What needs to be done: Copy everything from the line containing "[segment] field of yellow flowers" down to the line containing "POLYGON ((0 156, 22", putting "green leaves" in place of "green foliage" and leaving the rest unchanged. Give back only those lines.

Task inputs:
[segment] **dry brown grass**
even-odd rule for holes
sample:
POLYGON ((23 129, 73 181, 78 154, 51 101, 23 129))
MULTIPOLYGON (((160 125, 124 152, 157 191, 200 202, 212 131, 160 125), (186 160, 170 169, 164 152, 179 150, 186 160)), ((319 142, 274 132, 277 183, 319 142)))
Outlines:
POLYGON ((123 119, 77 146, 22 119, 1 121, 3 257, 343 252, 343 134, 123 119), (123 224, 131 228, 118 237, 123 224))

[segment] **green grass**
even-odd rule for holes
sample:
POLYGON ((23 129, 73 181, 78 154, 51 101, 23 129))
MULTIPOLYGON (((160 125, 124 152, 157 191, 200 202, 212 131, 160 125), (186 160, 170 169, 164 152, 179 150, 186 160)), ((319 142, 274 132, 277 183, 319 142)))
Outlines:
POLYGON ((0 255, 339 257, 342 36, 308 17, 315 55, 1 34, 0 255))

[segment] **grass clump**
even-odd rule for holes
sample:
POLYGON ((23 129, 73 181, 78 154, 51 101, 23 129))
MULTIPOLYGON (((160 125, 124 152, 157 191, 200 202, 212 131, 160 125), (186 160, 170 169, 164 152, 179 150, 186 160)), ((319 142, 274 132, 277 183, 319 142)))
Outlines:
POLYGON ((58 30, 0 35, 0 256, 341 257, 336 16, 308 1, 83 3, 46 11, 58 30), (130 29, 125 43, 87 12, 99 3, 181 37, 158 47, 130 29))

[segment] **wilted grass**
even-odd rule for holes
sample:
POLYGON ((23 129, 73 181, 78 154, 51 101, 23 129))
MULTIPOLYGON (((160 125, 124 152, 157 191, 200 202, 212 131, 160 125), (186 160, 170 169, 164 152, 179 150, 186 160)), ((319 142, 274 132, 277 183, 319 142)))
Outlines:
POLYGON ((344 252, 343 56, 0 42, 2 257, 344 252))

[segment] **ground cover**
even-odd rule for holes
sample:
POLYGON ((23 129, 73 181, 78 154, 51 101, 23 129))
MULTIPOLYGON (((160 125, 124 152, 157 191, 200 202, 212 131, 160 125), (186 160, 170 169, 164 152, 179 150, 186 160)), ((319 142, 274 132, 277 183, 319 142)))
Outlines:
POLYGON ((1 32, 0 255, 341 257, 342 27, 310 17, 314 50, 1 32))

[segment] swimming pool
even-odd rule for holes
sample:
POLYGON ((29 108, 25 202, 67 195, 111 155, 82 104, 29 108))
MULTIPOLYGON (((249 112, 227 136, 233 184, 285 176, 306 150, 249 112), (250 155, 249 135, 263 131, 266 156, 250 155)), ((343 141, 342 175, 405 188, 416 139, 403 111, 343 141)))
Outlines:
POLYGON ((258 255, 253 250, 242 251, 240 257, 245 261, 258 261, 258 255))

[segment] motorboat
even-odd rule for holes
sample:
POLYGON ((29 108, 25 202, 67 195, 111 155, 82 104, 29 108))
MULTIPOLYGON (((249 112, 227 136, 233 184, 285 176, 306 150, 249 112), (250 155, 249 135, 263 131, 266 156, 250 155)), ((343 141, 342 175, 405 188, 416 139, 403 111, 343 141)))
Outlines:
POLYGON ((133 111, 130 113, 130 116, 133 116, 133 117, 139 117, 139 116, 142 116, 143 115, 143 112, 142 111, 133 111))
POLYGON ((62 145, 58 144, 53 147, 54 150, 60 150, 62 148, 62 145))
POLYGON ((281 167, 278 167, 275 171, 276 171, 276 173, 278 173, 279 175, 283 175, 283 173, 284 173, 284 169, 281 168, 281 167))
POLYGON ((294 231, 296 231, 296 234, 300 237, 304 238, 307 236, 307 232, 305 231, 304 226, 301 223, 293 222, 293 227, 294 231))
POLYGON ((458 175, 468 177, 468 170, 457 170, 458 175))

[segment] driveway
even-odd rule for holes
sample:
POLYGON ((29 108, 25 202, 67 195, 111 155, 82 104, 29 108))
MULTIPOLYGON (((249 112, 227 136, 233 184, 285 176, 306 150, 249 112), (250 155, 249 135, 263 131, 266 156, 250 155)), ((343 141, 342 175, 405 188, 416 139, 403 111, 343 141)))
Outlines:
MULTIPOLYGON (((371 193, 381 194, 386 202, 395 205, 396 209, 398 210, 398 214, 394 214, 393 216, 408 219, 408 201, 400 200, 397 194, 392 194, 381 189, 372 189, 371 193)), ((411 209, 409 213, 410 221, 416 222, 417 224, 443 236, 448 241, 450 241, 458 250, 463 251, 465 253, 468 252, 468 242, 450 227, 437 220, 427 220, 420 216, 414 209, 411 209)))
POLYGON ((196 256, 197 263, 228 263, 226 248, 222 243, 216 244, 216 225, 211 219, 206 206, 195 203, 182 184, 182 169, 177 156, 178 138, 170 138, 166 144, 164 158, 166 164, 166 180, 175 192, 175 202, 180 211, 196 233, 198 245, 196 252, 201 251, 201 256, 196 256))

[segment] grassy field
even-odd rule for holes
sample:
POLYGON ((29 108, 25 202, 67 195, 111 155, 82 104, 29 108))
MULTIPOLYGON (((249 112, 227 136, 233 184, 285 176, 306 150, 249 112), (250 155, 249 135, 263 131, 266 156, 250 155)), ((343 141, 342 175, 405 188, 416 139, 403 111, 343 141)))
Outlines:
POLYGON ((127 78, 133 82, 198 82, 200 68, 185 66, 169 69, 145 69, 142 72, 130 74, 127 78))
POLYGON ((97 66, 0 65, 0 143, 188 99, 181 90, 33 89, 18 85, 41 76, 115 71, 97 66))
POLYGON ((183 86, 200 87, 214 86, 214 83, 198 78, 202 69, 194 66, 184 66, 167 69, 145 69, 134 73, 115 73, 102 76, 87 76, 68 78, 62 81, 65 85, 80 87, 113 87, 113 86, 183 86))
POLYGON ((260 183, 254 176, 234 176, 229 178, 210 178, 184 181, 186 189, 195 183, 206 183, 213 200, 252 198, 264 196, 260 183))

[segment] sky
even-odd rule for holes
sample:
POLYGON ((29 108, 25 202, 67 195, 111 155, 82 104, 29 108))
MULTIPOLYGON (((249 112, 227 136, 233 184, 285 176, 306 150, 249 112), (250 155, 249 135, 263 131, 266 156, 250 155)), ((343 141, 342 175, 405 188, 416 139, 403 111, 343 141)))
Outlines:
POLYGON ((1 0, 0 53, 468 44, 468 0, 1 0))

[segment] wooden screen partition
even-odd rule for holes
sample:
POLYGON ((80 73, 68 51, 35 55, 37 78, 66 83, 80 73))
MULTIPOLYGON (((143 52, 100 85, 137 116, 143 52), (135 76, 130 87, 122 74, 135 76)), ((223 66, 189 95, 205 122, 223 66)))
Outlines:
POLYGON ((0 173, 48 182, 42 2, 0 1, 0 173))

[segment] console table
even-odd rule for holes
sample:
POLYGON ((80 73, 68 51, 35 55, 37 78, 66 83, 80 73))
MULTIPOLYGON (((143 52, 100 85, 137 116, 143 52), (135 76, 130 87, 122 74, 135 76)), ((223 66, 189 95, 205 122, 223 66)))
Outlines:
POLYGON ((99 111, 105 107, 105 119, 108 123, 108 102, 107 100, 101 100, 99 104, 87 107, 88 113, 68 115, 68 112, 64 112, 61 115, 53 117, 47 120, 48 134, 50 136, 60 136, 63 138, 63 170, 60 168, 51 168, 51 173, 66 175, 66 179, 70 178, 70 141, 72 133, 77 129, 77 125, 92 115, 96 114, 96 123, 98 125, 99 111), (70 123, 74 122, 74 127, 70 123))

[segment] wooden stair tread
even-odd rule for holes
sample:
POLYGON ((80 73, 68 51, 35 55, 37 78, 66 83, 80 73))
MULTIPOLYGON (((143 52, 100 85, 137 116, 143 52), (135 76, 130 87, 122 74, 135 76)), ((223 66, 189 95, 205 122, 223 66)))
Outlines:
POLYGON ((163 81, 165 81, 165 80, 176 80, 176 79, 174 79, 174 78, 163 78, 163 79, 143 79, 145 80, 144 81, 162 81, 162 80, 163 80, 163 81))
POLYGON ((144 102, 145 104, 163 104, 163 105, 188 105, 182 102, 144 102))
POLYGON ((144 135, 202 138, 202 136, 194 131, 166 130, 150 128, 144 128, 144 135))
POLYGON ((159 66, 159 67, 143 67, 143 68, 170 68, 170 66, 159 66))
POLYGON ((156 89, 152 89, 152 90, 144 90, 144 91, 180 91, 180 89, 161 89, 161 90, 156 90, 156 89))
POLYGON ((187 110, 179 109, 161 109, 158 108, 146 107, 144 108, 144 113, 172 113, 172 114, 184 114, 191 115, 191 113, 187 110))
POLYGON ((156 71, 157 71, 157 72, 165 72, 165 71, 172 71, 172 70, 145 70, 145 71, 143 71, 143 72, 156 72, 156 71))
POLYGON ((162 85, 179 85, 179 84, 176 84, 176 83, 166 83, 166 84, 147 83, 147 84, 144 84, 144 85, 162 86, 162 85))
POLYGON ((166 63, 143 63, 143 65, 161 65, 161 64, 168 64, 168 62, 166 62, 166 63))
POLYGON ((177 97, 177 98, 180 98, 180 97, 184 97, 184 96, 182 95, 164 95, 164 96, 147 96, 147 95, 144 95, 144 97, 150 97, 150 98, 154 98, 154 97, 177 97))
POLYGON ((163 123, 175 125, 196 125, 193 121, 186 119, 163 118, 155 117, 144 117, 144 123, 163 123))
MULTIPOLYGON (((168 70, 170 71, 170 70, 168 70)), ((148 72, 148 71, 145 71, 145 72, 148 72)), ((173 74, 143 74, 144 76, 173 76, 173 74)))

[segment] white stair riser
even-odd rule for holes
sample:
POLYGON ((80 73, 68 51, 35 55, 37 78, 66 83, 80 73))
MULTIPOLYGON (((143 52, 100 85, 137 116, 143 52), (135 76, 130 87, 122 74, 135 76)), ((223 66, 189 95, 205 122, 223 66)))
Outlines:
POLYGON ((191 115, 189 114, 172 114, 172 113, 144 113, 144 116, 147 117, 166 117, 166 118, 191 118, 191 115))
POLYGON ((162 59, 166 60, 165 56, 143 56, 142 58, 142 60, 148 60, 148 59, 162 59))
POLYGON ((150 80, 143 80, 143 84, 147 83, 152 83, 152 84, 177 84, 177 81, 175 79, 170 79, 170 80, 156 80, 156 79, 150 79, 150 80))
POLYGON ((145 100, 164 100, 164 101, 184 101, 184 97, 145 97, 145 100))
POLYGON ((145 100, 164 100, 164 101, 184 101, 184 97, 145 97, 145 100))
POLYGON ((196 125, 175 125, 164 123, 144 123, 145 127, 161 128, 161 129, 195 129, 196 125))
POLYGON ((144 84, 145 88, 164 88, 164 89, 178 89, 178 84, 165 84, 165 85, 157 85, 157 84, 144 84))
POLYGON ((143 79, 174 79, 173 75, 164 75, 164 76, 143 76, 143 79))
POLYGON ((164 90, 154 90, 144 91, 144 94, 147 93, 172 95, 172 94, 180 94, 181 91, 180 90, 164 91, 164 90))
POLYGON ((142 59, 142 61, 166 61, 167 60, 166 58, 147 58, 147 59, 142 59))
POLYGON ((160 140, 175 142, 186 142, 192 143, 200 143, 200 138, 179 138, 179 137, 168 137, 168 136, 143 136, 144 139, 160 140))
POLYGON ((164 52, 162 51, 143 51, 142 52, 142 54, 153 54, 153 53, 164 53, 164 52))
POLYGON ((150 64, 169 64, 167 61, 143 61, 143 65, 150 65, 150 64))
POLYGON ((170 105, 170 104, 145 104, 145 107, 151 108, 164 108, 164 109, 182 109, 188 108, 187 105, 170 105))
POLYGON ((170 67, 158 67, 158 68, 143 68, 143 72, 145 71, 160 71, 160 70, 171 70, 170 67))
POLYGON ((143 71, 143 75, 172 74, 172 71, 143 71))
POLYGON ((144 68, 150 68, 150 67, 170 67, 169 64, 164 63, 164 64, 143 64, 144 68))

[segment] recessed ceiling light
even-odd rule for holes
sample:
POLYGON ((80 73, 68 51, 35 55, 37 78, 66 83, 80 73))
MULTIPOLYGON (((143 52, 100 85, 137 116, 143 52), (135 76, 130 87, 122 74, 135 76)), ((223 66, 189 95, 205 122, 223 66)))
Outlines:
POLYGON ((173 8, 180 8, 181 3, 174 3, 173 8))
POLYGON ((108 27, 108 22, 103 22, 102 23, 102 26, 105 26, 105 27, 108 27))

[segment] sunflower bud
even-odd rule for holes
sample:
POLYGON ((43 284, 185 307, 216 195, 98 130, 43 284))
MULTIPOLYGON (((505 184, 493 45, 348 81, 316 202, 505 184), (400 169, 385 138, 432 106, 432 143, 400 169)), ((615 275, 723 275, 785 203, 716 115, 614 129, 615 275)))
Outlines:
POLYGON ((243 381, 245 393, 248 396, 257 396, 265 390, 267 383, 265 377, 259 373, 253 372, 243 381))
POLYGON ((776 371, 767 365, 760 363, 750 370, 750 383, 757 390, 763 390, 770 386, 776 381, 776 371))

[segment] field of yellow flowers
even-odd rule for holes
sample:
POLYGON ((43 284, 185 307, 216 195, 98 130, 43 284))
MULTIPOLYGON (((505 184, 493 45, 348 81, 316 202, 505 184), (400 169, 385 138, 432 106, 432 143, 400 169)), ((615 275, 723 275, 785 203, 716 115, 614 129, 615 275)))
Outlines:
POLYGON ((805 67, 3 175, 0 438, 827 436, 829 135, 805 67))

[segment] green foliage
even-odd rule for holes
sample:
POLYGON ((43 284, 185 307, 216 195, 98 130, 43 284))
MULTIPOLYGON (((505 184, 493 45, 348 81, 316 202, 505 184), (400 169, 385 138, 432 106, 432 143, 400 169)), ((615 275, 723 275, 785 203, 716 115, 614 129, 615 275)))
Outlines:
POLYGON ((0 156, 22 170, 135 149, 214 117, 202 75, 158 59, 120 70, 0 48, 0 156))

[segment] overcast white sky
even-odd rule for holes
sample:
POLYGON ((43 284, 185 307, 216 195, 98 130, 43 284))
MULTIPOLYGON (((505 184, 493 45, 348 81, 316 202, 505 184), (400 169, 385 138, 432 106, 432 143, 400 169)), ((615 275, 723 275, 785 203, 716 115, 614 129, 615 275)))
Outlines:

Response to this task:
[segment] field of yellow flowers
even-odd rule for holes
sample:
POLYGON ((43 284, 185 307, 216 195, 98 130, 43 284))
MULTIPOLYGON (((505 184, 493 45, 348 81, 316 202, 505 184), (400 169, 385 138, 432 106, 432 143, 400 169)), ((615 275, 723 275, 785 203, 716 115, 614 129, 615 275)))
Outlines:
POLYGON ((805 67, 3 175, 0 438, 827 436, 829 135, 805 67))

[segment] green leaves
even-odd rule for holes
sample:
POLYGON ((43 284, 185 307, 216 195, 98 130, 43 284))
MULTIPOLYGON (((505 184, 493 45, 348 81, 316 202, 505 184), (400 169, 385 138, 432 106, 432 143, 400 169)), ((615 275, 723 275, 785 203, 716 115, 614 129, 615 275)))
Outlines:
POLYGON ((0 156, 22 170, 135 149, 214 117, 202 75, 158 59, 120 70, 0 48, 0 156))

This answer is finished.